In our review of the 87 medical schools that offer dual MD–MPH degrees, we noted that medical schools offered MD–MPH programs in various formats, most commonly as a fifth-year option (after completing medical school year 2, 3, or 4) or as a 4-year option in which students complete MPH courses within their 4-year medical school curriculum. A 42-unit degree, the minimum for an accredited MPH, cannot be easily completed in 1 year, especially for students who need to balance course work with clinical rotations. Thus, many MPH programs allow some of the medical school classes to count toward the MPH degree. Some medical schools offer the MPH as an online program, either with in-person classes or without in-person classes. The MD–MPH degree integrated 4-year option is attractive because it requires no additional years of study and less tuition than for a medical student who completed an additional MPH year (after 4 years of college) and encumbered a fifth year of tuition. However, the fifth-year MD–MPH option may allow students to focus their attention on public health course materials unencumbered by the requirements of the clinical training.

Telephone interviews with ASPPH MD–MPH faculty and staff members offered qualitative insights into the benefits and challenges of MD–MPH programs. Faculty and staff members reported that MD–MPH students improve overall teaching in the MPH program because they bring “valuable and novel ideas and clinical experiences to class discussions.” Admissions officers reported that having faculty devoted to MD–MPH students helps students understand their career choices and practicums beyond what many schools provide to students as they enter residency.

Medical schools offering a 4-year MD–MPH degree explain to students that the combined program is rigorous, and students should be prepared for extra work. One program website offered detailed information in its frequently asked questions (FAQ) section, helping to set student expectations before matriculation. Another consideration for a 4-year compared with a 5-year MD–MPH degree is the cost of an additional year of training, which is a concern for health professional students with a lot of debt. At least 2 respondent schools subsidize MPH tuition for their MD–MPH year, with the cost of the program paid by the university, other than living expenses. One program uses Health Resources & Services Administration traineeship funds for MD–MPH students who are interested in a primary care career. These students spend a summer with a local Area Health Education Center (AHEC) network organization. AHECs are designed to improve health by leading the nation in recruitment, training, and retention of a diverse health workforce for underserved communities (https://www.nationalahec.org).

Assignment:
Rewrite the passage on MD–MPH programs from "Telephone interviews with" to "they enter residency.", putting "Admissions staff" in place of "Admissions officers". The lines that come next are unrelated to the passage on MD–MPH programs.

Excerpted records:
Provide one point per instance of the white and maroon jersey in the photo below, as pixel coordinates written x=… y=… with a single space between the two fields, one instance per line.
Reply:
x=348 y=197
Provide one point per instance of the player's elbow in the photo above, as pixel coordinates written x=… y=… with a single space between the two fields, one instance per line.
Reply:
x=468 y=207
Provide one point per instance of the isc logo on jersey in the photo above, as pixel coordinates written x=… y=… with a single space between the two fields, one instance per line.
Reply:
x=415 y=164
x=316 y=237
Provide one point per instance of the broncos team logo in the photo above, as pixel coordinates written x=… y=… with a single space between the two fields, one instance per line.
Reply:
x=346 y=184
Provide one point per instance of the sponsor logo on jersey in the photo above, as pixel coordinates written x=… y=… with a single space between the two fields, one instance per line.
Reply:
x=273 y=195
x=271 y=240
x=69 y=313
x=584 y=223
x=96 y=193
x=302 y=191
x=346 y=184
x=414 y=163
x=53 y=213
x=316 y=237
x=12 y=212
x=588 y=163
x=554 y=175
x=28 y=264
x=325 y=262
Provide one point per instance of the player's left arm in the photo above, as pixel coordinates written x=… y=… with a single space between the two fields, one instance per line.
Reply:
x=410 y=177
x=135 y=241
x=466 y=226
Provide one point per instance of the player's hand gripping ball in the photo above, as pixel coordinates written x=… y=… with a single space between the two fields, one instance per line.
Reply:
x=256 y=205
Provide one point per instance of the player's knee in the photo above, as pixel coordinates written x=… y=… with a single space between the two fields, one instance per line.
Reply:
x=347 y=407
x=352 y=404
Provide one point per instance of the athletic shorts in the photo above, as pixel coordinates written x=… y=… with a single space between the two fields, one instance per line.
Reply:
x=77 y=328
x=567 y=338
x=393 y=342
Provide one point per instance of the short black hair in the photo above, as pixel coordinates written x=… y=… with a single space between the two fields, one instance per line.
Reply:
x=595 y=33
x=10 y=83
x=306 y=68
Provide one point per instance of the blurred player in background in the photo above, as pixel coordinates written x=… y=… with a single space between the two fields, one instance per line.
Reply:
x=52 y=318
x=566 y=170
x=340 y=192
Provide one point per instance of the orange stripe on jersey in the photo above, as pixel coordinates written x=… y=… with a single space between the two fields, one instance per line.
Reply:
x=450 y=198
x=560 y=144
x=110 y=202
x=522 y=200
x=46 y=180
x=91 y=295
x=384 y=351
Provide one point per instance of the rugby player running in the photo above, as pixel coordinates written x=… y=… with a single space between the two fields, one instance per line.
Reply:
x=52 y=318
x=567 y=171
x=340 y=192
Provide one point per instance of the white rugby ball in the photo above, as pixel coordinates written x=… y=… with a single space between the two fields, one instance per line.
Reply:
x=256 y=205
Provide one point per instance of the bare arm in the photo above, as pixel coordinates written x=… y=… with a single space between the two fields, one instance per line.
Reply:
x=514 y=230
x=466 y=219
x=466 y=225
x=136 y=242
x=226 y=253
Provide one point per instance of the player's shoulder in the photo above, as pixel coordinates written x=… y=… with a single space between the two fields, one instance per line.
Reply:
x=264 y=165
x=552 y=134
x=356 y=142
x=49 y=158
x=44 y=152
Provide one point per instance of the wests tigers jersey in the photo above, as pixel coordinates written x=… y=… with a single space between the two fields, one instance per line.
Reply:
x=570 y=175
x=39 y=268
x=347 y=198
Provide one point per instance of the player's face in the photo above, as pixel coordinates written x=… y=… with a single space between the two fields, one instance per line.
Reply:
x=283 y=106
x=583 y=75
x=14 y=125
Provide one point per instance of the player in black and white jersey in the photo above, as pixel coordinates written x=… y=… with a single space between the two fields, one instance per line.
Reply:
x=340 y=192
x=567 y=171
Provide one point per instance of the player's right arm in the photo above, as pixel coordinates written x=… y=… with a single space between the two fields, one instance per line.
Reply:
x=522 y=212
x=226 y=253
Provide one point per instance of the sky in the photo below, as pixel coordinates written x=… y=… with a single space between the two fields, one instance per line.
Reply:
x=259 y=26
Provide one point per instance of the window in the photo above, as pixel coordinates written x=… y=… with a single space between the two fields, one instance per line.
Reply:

Answer for the task:
Telephone interviews with ASPPH MD–MPH faculty and staff members offered qualitative insights into the benefits and challenges of MD–MPH programs. Faculty and staff members reported that MD–MPH students improve overall teaching in the MPH program because they bring “valuable and novel ideas and clinical experiences to class discussions.” Admissions staff reported that having faculty devoted to MD–MPH students helps students understand their career choices and practicums beyond what many schools provide to students as they enter residency.